[Постановка задачи] Процитируйте без изменений отрывок текста о власти и прессе: от слов «Любит ли главная» до слов «очередные промежуточные итоги.» включительно.

Любит ли главная наша власть прессу? Знает ли ей цену?
Идеальная формула практики власти и работы прессы описана в сказке Андерсена «Новое платье короля». Того короля, как мы помним с детства, разыгрывала свита, которую, в свою очередь, разыграла пара ловких мошенников. Власть сопровождают пиар и страх, и, покуда это так, в обществе проходит любой обман. Чтобы народ прозрел, нужен мальчик с пальчиком, который возьмет и скажет: «А король-то голый». Это и есть функция прессы — верить своим глазам, говорить, что видишь, называть вещи своими именами. Между прочим, и самому королю это пошло бы на пользу, не будь он такой слабохарактерный. В конце концов, нелепо расхаживать голышом при всем честном народе, воображая, что на тебе новое невиданное платье…
Промежуточные итоги
На медийном фронте все последнее время мы подводим очередные промежуточные итоги.
Окончательные итоги нам чуть было не подвели одиннадцать лет назад в августе 1991 года, когда новое старое коммунистическое руководство попыталось одним махом отнять у общества дар слова, прикрыть Гласность, которая так далеко завела страну. В первой же своей команде народу, утвердив список послушных изданий и фактически закрыв все остальные, Государственный комитет по чрезвычайному положению объявил о возвращении цензуры. Это правильный порядок — сначала цензура, потом диктатура. Но как только на пресс-конференции, транслировавшейся на всю страну (зачем? что за гнилой либерализм для настоящей — без комплексов — власти?), девочка с рыжей копной волос задала хунте почти в полном сборе вопрос: «Вы, конечно, отдаете себе отчет в том, что совершили государственный переворот. С чем бы вы хотели, чтобы его потом сравнивали: с Октябрьской революцией 1917 года или с октябрьским пленумом 1964 года?» (снятие Хрущева)… И как только она при этом не была распята на месте, арестована, отправлена в психушку, а видный член ГКЧП с дрожащими руками еще принялся что-то уклончиво отвечать, как бы признавая само право неизвестно кого задавать власти неприятные вопросы, стало ясно, что ничего у них не получится. А король-то голый!

[Состав данных]

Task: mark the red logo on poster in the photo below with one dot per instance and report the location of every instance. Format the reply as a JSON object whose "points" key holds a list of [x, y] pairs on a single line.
==
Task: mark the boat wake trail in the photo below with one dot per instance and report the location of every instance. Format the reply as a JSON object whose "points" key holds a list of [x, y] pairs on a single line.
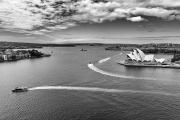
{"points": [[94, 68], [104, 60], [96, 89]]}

[Ответ на задание]
Любит ли главная наша власть прессу? Знает ли ей цену?
Идеальная формула практики власти и работы прессы описана в сказке Андерсена «Новое платье короля». Того короля, как мы помним с детства, разыгрывала свита, которую, в свою очередь, разыграла пара ловких мошенников. Власть сопровождают пиар и страх, и, покуда это так, в обществе проходит любой обман. Чтобы народ прозрел, нужен мальчик с пальчиком, который возьмет и скажет: «А король-то голый». Это и есть функция прессы — верить своим глазам, говорить, что видишь, называть вещи своими именами. Между прочим, и самому королю это пошло бы на пользу, не будь он такой слабохарактерный. В конце концов, нелепо расхаживать голышом при всем честном народе, воображая, что на тебе новое невиданное платье…
Промежуточные итоги
На медийном фронте все последнее время мы подводим очередные промежуточные итоги.